→ Instructions for the task
Quote, without change, all of the lines that follow.

Excerpts of location labeling data
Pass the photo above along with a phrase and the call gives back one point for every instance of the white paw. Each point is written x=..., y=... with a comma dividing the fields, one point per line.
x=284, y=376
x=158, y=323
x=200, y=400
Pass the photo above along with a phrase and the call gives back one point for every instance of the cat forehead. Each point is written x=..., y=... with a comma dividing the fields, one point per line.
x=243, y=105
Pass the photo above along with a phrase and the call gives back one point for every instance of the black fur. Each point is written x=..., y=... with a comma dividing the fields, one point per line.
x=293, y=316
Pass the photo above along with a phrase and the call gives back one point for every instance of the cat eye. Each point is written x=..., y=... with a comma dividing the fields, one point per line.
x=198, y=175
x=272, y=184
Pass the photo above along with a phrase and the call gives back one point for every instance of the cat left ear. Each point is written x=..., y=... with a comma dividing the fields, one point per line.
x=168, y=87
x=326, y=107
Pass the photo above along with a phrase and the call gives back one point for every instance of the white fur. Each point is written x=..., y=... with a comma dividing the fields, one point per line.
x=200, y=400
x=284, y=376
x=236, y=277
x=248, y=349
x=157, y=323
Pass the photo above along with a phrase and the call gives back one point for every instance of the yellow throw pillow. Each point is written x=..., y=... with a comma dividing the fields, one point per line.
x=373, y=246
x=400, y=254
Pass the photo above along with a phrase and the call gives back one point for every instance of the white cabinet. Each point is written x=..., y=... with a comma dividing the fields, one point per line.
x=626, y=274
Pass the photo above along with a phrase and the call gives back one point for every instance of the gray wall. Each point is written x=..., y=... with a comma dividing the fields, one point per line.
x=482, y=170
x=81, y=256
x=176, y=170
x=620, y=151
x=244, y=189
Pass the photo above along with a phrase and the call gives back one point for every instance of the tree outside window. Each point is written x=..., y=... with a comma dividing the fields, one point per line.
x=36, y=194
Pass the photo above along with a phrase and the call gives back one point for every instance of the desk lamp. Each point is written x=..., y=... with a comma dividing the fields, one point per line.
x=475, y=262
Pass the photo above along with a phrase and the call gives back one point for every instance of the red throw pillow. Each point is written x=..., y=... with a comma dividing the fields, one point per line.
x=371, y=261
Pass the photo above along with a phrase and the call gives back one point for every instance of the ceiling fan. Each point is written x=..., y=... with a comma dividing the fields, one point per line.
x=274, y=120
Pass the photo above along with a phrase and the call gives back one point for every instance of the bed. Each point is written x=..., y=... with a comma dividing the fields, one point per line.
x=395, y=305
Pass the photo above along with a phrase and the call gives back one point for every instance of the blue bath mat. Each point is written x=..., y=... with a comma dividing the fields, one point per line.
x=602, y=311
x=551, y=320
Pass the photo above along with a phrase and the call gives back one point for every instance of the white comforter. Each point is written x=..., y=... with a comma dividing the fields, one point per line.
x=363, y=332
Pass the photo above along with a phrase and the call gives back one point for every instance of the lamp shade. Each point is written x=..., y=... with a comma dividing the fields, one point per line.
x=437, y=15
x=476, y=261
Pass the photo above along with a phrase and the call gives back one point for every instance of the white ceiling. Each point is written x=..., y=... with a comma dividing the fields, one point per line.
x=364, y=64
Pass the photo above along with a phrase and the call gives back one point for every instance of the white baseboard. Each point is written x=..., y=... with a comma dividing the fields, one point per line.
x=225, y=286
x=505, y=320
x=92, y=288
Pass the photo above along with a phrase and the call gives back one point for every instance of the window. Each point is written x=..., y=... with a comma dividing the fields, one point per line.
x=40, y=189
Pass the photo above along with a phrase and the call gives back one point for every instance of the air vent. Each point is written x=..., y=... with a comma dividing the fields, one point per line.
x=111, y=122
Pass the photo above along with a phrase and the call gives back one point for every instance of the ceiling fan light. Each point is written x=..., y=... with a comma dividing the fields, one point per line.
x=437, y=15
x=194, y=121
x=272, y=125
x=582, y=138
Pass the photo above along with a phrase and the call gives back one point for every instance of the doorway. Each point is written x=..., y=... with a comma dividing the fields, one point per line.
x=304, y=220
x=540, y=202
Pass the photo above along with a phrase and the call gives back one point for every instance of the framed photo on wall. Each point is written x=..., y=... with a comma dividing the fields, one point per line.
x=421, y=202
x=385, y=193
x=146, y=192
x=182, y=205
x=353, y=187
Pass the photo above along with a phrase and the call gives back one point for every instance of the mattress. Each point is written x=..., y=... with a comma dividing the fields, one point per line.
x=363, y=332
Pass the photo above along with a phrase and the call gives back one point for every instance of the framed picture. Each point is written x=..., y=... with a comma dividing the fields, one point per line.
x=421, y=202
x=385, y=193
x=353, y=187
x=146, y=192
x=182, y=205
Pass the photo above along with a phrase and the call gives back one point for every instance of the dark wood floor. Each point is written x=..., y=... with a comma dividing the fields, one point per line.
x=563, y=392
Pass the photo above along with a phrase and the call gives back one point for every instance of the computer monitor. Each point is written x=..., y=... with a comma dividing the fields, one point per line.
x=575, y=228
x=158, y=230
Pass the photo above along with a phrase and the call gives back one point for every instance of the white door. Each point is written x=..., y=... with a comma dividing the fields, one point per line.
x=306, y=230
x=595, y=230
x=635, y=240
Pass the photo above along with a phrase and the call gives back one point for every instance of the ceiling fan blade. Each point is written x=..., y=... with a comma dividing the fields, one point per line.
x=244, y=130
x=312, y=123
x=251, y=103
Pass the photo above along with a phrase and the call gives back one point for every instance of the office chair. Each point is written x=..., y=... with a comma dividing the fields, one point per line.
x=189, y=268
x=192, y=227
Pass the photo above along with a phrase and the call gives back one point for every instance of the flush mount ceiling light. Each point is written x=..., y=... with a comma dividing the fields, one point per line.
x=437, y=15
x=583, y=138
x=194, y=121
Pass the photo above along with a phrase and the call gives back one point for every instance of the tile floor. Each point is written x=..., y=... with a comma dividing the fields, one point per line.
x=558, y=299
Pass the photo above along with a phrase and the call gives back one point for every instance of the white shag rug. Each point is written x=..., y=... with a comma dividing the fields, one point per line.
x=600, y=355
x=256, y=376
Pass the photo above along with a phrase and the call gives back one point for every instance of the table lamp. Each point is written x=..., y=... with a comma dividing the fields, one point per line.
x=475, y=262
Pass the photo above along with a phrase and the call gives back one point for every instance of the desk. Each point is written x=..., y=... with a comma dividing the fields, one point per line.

→ Written response
Pass the photo above along with a phrase and the call gives back one point for every instance of the white paw. Each point is written x=..., y=... with a comma dividing the fields, one point per line.
x=284, y=376
x=158, y=323
x=200, y=400
Pass the photo above along with a phrase and the call gives back one point for every instance of the cat forehead. Each point is written x=..., y=... with a comma dividing the fields, one point per line.
x=243, y=105
Pass the photo above along with a phrase and the call gives back one point for every instance of the black fur. Each point is written x=..., y=... with a comma dividing the fields, one point per line.
x=293, y=316
Pass the photo above along with a phrase and the call gives back one point for every instance of the cat eye. Each point is written x=..., y=... with a comma dividing the fields, one point per line.
x=198, y=175
x=272, y=184
Pass the photo above along with a phrase and the call gives back one point for every instance of the cat left ear. Each point is written x=..., y=... with a comma dividing the fields, one point per line.
x=168, y=87
x=326, y=107
Pass the photo above along with a phrase and the call gives back one point for every instance of the white fur. Each point is written x=..., y=... with a comma dividing the fields, one point per line.
x=200, y=400
x=284, y=376
x=236, y=277
x=248, y=349
x=157, y=323
Pass the photo above along with a phrase and the call gives back one point for every instance of the yellow throw pillow. Each point is written x=..., y=... with a comma dividing the fields, one point per line.
x=373, y=246
x=400, y=254
Pass the photo above along with a phrase and the call gives back one point for every instance of the white cabinet. Each point is written x=..., y=... with a comma dividing the fields, one point per line.
x=626, y=274
Pass the photo above along with a phrase and the call gives back one point for every instance of the gray wall. Each point is written x=..., y=... with a comma dividing the fields, one point per line.
x=482, y=170
x=81, y=256
x=176, y=170
x=620, y=151
x=244, y=189
Pass the photo above along with a phrase and the call gives back one point for every instance of the tree outside window. Each point is written x=..., y=... with a comma dividing the fields, one point per line.
x=36, y=194
Pass the photo above along with a phrase and the call gives back one point for every instance of the desk lamp. Each point is written x=..., y=... with a comma dividing the fields, one point per line.
x=475, y=262
Pass the photo above along with a phrase and the call gives back one point for every instance of the red throw pillow. Each point is written x=..., y=... with a comma dividing the fields, one point per line.
x=371, y=261
Pass the photo above along with a phrase and the call gives back one point for every instance of the ceiling fan. Each point is written x=..., y=... with a comma dividing the fields, one point per line.
x=274, y=120
Pass the photo above along with a phrase and the call gives back one point for every instance of the bed. Each point is written x=..., y=... with a comma dividing the fields, one point per line.
x=395, y=305
Pass the photo above along with a phrase and the call gives back one point for every instance of the blue bath mat. Each point is written x=..., y=... with a comma dividing the fields, one point per line.
x=602, y=311
x=551, y=320
Pass the photo above along with a phrase and the call gives back one point for every instance of the white comforter. Each point is written x=..., y=... with a comma dividing the fields, one point per line.
x=363, y=332
Pass the photo above along with a phrase and the call gives back one point for every instance of the lamp shade. Each point is written x=..., y=... with a comma dividing the fields, one point per line.
x=437, y=15
x=476, y=261
Pass the photo above along with a phrase and the call gives back one point for every instance of the white ceiling. Each point is written x=..., y=... with a comma dividing the fields, one point per line.
x=364, y=64
Pass the photo above along with a phrase and the call gives back one point for every instance of the white baseboard. Each point is written x=..., y=... with a comma dividing the fields, one point per line.
x=225, y=286
x=505, y=320
x=92, y=288
Pass the photo above along with a phrase and the call gives back one point for every instance of the window. Each point is written x=..., y=... with a comma dividing the fields, one point per line.
x=40, y=189
Pass the photo above along with a phrase and the call gives back one point for every instance of the air vent. Each point is written x=..., y=... with a comma dividing the fields, one point per line.
x=111, y=122
Pass the photo above along with a phrase and the call gives back one point for every instance of the ceiling fan light. Each point is written x=..., y=... with a comma dividing the fields, one point per line.
x=437, y=15
x=194, y=121
x=272, y=125
x=582, y=138
Pass the photo above along with a phrase and the call gives back one point for every instance of the doorway. Each point is written x=..., y=... with a comma dividing the fields, one point per line.
x=304, y=220
x=540, y=202
Pass the photo above along with a phrase and the call gives back one point for every instance of the framed photo on wall. Each point is written x=..., y=... with a comma dividing the fields, one point per line.
x=421, y=202
x=385, y=193
x=146, y=192
x=182, y=205
x=353, y=187
Pass the photo above along with a phrase and the call gives back one point for every instance of the mattress. Each point is written x=..., y=... with a comma dividing the fields, one point per line.
x=363, y=332
Pass the photo above along with a phrase and the call gives back one point for every instance of the framed picture. Each point is written x=..., y=... with a comma dividing the fields, one point per line.
x=421, y=202
x=385, y=193
x=353, y=187
x=146, y=192
x=182, y=205
Pass the photo above along with a phrase and the call gives back one point for every instance of the dark wood floor. Each point is written x=..., y=... with a comma dividing the fields, one point per line.
x=563, y=392
Pass the photo above along with a phrase and the call gives back one point for every instance of the computer monitor. Each point is written x=..., y=... with a comma dividing the fields, one point per line.
x=575, y=228
x=158, y=230
Pass the photo above along with a phrase and the call gives back one point for every instance of the white door. Each point is written x=..., y=... with a comma dividing the fields, one point per line.
x=306, y=230
x=595, y=230
x=635, y=240
Pass the photo above along with a phrase and the call gives back one point for every instance of the ceiling fan blade. Each point is written x=..., y=... with a comma dividing the fields, one point per line.
x=244, y=130
x=312, y=123
x=251, y=103
Pass the photo above along with a phrase and the call gives back one point for every instance of the office chair. Each point is written x=..., y=... with a comma dividing the fields, one point per line.
x=189, y=268
x=192, y=227
Pass the photo above along with a phrase and the call gives back one point for every instance of the flush mount ceiling light. Each point is written x=..., y=... with a comma dividing the fields, one point per line.
x=437, y=15
x=583, y=138
x=194, y=121
Pass the photo above along with a phrase and the call gives back one point for every instance of the tile floor. Each point is written x=..., y=... with a comma dividing the fields, one point per line.
x=558, y=299
Pass the photo above along with a phrase and the call gives back one point for every instance of the white shag rug. Each point is written x=..., y=... with a comma dividing the fields, one point per line.
x=600, y=355
x=256, y=376
Pass the photo above along with a phrase and the call gives back one point for every instance of the table lamp. Each point is written x=..., y=... with a comma dividing the fields, one point per line.
x=475, y=262
Pass the photo above along with a phrase and the call gives back one point for every instance of the desk. Each point is written x=..., y=... with a comma dividing the fields, one point per line.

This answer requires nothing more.